Lines in which "fingernail" appears should be pulled from the data below.

---------- Dataset extract

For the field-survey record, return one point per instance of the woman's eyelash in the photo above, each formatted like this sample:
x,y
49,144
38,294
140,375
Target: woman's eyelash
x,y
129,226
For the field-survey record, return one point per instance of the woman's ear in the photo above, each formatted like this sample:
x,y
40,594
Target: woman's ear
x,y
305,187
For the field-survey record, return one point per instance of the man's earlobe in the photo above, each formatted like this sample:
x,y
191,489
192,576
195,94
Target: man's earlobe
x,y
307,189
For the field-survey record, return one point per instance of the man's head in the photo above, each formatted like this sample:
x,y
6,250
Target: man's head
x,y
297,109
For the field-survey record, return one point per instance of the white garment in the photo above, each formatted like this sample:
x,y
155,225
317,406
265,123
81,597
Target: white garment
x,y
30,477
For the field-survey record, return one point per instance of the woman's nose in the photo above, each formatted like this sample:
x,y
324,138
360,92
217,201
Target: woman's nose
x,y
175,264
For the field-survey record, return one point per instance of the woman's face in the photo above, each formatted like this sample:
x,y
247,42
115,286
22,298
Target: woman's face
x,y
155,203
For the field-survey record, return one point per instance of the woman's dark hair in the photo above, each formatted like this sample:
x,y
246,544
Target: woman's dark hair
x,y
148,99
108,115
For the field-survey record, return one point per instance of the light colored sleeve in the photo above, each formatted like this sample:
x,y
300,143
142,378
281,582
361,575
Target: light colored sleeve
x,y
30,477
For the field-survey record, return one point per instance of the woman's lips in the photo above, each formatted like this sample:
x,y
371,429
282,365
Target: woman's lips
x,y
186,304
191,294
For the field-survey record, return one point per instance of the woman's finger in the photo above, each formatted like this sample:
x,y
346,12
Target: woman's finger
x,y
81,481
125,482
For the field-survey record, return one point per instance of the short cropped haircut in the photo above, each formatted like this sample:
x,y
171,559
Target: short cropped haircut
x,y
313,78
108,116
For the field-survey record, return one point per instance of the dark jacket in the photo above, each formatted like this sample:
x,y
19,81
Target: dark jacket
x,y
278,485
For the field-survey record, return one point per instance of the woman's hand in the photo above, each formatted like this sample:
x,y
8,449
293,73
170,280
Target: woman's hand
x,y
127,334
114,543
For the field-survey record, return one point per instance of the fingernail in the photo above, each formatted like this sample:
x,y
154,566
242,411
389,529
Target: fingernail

--------------------

* [Finished exercise]:
For the field-survey record, return one point per instance of the fingernail in the photo above, each formatted like this sample:
Target: fingernail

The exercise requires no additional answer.